• _文章內容_:
>>>
生氣充盈的魄力—— 朱興華「朱興華:赤子爾我」

Full of Vigor – “Chu Hing Wah: Bare Life”

香港漢雅軒展出的「朱興華:赤子爾我」,陳列逾20幅藝術家朱興華創作於2016 至 2020 年的作品。除了為人熟悉的「城市人物」和「花卉」系列之外,更首次發布以「軀體」為題的作品。新系列聚焦於描繪人體,反映出高齡87歲的藝術家似是要在活了大半輩子之後,嘗試回溯人類最初、最基本的存在,赤誠而磊落。

個子瘦小,但腰板挺直,早已一頭華髮的朱興華,穿著馬球衫,腳踏球鞋。在香港漢雅軒「朱興華:赤子爾我」的開幕活動上,他健步地滿場飛。這邊簽書,那邊合照,總是很忙。也難怪, 年邁加上疫情反覆,他平日都深居簡出。藝術家鮮有公開露面,配合新系列作品發布,訪客自然絡繹不絕。他看起來精神滿滿,接待一組又一組的來賓,親自介紹新系列的創作意念。不知不覺,面前的畫家今年已經 87 歲。朱興華的魄力, 體現於展場的社交,也見於其新繪的畫作。

藝術家朱興華。(漢雅軒提供)

1935 年出生於廣東的朱興華,1950年隨家人來港,其後留學英國,修讀精神科護理課程。留英期間,他課餘參觀美術館的習慣,播下藝術的種子,並開始自行作畫。1965 年回流,他先後任職於香港青山醫院和香港小欖弱智科病院。從事精神科護理工作之餘,他又於香港大學校外課程部修習藝術與設計文憑。

多年來,朱興華發展出極富個人特色的水墨紙本作品。題材方面,他關懷人物的精神狀態,又經常取景於香港市井巷弄;手法方面,他刻意保留水漬,以顏料層層漬染。1992 年,他提早退休,全身投入藝術事業。也是在同一年,漢雅軒首次與朱興華合作,於台北的空間舉行「記憶與共鳴」展覽。其後,漢雅軒把朱興華的作品帶回香港,先後於 2006 年及 2017 年舉辦展覽「朱興華:我五十年的香港」、「有情世界:朱興華的藝術回顧與前瞻」。事隔五年,漢雅軒近日開幕的「朱興華:赤子爾我」展出近作,同時標誌出畫廊與藝術家三十年的情誼。

「朱興華:赤子爾我」展場一景。(漢雅軒提供)
<<<
• _資料片段_:
>>>
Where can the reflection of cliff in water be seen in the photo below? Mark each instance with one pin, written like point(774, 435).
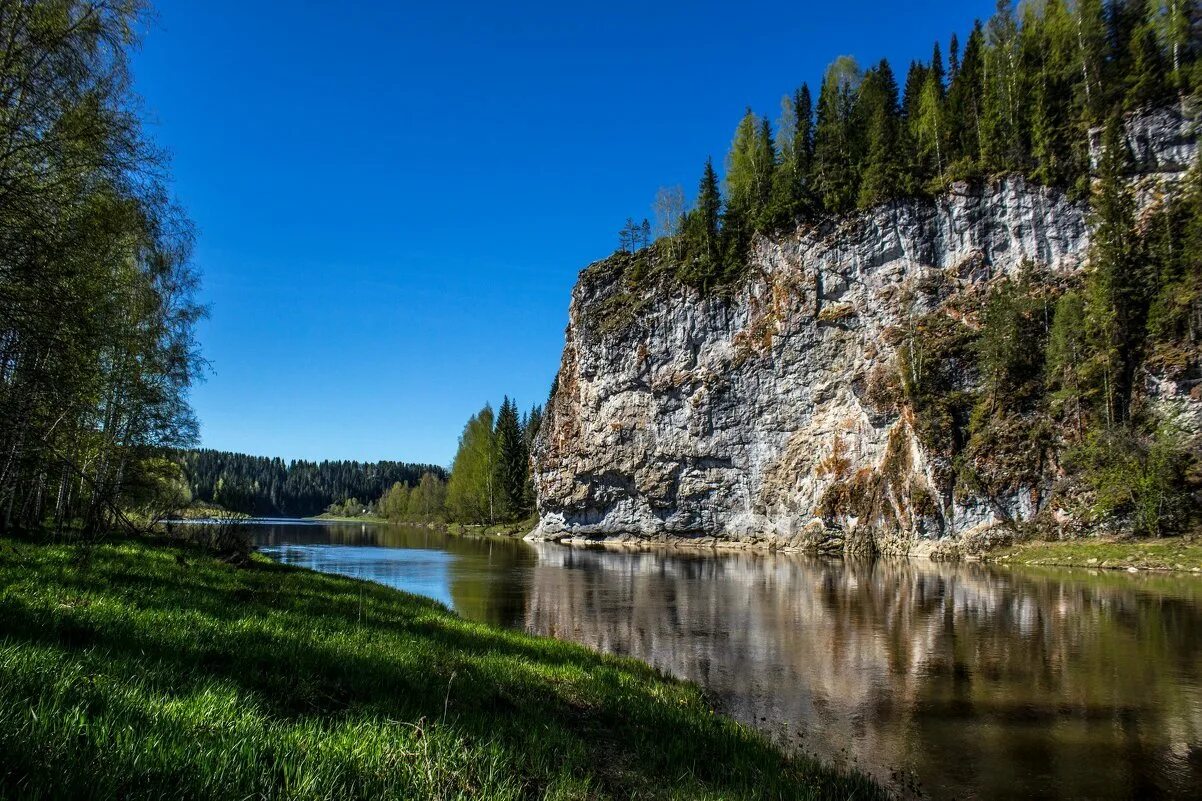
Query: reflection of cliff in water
point(1031, 684)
<<<
• _任務說明_:
把這篇介紹朱興華展覽的文章裡,從含有「香港漢雅軒展出的「朱興華:赤子爾我」,陳列逾20幅藝術家朱興華創作於2016 至 2020」的字句開始、到「87 歲。朱興華的魄力, 體現於展場的社交,也見於其新繪的畫作。」為止的部分再寫一遍,並把其中的「藝術家」都改成「畫家」。

• _參考答案_:
香港漢雅軒展出的「朱興華:赤子爾我」,陳列逾20幅畫家朱興華創作於2016 至 2020 年的作品。除了為人熟悉的「城市人物」和「花卉」系列之外,更首次發布以「軀體」為題的作品。新系列聚焦於描繪人體,反映出高齡87歲的畫家似是要在活了大半輩子之後,嘗試回溯人類最初、最基本的存在,赤誠而磊落。

個子瘦小,但腰板挺直,早已一頭華髮的朱興華,穿著馬球衫,腳踏球鞋。在香港漢雅軒「朱興華:赤子爾我」的開幕活動上,他健步地滿場飛。這邊簽書,那邊合照,總是很忙。也難怪, 年邁加上疫情反覆,他平日都深居簡出。畫家鮮有公開露面,配合新系列作品發布,訪客自然絡繹不絕。他看起來精神滿滿,接待一組又一組的來賓,親自介紹新系列的創作意念。不知不覺,面前的畫家今年已經 87 歲。朱興華的魄力, 體現於展場的社交,也見於其新繪的畫作。